#### WHAT THIS TASK INVOLVES
Write the data out again in full, with no departure from the original.

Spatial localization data
==============================
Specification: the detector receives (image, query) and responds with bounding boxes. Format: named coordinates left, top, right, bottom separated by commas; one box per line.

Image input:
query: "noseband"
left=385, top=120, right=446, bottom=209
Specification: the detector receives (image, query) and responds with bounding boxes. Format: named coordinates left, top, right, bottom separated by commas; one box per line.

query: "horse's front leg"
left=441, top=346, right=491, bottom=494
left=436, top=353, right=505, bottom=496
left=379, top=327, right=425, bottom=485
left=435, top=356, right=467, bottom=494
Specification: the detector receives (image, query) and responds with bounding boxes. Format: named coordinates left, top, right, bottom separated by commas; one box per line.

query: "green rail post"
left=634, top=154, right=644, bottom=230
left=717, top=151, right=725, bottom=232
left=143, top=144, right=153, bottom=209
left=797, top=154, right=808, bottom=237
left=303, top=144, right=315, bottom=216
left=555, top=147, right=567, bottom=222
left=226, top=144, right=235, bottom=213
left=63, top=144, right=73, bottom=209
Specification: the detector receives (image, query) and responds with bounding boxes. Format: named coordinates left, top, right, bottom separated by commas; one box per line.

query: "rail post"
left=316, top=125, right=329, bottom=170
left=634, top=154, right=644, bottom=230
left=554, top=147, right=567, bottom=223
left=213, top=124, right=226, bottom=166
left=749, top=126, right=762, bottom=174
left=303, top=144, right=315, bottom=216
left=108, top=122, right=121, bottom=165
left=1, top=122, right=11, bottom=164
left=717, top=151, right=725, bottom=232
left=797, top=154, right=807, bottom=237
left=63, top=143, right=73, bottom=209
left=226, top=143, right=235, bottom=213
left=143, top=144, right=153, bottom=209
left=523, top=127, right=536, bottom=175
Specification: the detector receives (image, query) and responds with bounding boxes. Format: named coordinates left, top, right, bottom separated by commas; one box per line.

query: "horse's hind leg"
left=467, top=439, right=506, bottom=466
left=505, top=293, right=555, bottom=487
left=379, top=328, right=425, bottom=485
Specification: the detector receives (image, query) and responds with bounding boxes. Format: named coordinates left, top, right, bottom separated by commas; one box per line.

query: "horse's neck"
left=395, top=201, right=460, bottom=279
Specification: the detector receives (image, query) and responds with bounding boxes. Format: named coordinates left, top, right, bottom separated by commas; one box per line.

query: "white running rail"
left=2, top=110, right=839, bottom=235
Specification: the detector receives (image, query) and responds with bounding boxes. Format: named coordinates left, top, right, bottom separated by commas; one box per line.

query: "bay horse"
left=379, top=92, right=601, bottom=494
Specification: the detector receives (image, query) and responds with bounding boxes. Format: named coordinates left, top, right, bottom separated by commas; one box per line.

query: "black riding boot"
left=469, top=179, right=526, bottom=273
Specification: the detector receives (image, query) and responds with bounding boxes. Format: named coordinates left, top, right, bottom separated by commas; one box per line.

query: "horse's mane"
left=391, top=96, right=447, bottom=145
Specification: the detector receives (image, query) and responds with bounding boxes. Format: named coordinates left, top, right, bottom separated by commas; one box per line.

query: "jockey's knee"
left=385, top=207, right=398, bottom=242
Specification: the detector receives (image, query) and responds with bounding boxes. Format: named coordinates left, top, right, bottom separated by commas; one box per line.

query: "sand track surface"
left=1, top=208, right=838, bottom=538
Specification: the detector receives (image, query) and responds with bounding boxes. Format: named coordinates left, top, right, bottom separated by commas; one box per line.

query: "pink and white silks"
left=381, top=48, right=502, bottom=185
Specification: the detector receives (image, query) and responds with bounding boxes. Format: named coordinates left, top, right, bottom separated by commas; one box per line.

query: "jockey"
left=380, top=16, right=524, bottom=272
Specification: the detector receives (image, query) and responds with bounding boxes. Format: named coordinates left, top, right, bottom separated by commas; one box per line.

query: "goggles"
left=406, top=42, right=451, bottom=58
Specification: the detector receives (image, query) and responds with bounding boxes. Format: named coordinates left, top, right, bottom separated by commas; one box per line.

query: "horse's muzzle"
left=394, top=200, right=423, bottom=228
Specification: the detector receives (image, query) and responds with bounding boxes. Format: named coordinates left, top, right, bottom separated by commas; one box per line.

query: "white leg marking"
==============================
#### FINISHED TASK
Specification: the detector receives (image, query) and responds with bounding boxes. Format: named coordinates left, top, right, bottom separated by commas; one box per line.

Image input:
query: "noseband"
left=385, top=120, right=446, bottom=209
Specification: the detector receives (image, query) and responds with bounding boxes. Format: named coordinates left, top, right, bottom separated by commas; one box per line.

query: "horse's front leg"
left=441, top=346, right=491, bottom=494
left=436, top=353, right=505, bottom=496
left=379, top=327, right=425, bottom=485
left=435, top=356, right=467, bottom=494
Specification: the detector receives (image, query) and responds with bounding boxes. Format: named coordinates left, top, right, bottom separated by commas; one box per line.

query: "green rail post"
left=634, top=154, right=644, bottom=230
left=717, top=151, right=725, bottom=232
left=143, top=144, right=153, bottom=209
left=797, top=154, right=808, bottom=237
left=303, top=144, right=315, bottom=216
left=555, top=147, right=567, bottom=222
left=226, top=144, right=235, bottom=213
left=63, top=144, right=73, bottom=209
Specification: the detector receives (image, query) and responds with bounding boxes. Format: named coordinates left, top, right, bottom separated by commas; one box per line.

query: "rail post"
left=316, top=125, right=329, bottom=170
left=634, top=154, right=644, bottom=230
left=554, top=147, right=567, bottom=223
left=213, top=124, right=226, bottom=166
left=749, top=126, right=762, bottom=174
left=303, top=144, right=315, bottom=216
left=108, top=122, right=121, bottom=165
left=1, top=122, right=11, bottom=164
left=717, top=151, right=725, bottom=232
left=797, top=154, right=807, bottom=237
left=63, top=143, right=73, bottom=209
left=226, top=143, right=235, bottom=213
left=143, top=144, right=153, bottom=209
left=523, top=127, right=536, bottom=175
Specification: the detector receives (image, query) and responds with bounding boxes. Format: named coordinates left, top, right, bottom separated by commas; one box per line.

query: "horse's hind leg"
left=467, top=439, right=506, bottom=466
left=505, top=293, right=555, bottom=487
left=379, top=328, right=425, bottom=485
Specification: the detector receives (image, query) and responds with bounding boxes. Format: named coordinates left, top, right, bottom separated by commas; one box per line.

query: "horse's neck"
left=395, top=201, right=460, bottom=279
Specification: the detector receives (image, query) and responds with bounding boxes. Format: named coordinates left, top, right, bottom separated by commas; one box per line.

query: "white running rail"
left=2, top=110, right=839, bottom=235
Specification: the detector receives (image, query) and responds with bounding boxes. Format: named coordinates left, top, right, bottom separated by commas; one box per line.

query: "bay horse"
left=379, top=92, right=601, bottom=494
Specification: the detector receives (image, query) and responds with bounding boxes. Format: named coordinates left, top, right, bottom separated by commas; one box per line.

query: "black riding boot"
left=469, top=179, right=526, bottom=273
Specification: the detector receives (image, query) and responds with bounding boxes. Format: named coordinates left, top, right, bottom separated by commas; one box per line.

query: "horse's mane"
left=391, top=96, right=447, bottom=145
Specification: the detector receives (image, query) and responds with bounding boxes. Format: named coordinates left, top, right, bottom separated by commas; one box per line.

query: "jockey's knee"
left=385, top=207, right=398, bottom=242
Specification: the detector receives (image, query) and responds with bounding boxes. Format: named coordinates left, top, right, bottom separated by commas; one box per line.

query: "sand track surface"
left=1, top=208, right=838, bottom=538
Specification: the detector receives (image, query) and responds with bounding boxes. Format: named coordinates left, top, right, bottom separated by commas; one box per line.

query: "pink and white silks"
left=381, top=48, right=502, bottom=185
Specification: the detector receives (image, query) and responds with bounding boxes. Format: named coordinates left, top, right, bottom separated by commas; one box per line.

query: "jockey"
left=380, top=16, right=524, bottom=272
Specification: the detector receives (image, query) and responds with bounding boxes. Format: named coordinates left, top, right, bottom separated by commas; one box per line.

query: "goggles"
left=406, top=42, right=451, bottom=58
Specification: the detector receives (image, query) and responds with bounding boxes. Format: named coordinates left, top, right, bottom separated by commas; one box per line.

query: "horse's muzzle"
left=394, top=200, right=423, bottom=228
Specification: the detector receives (image, query) and responds with bounding boxes. Format: named coordinates left, top, right, bottom separated by commas; one box per line.

query: "white leg marking"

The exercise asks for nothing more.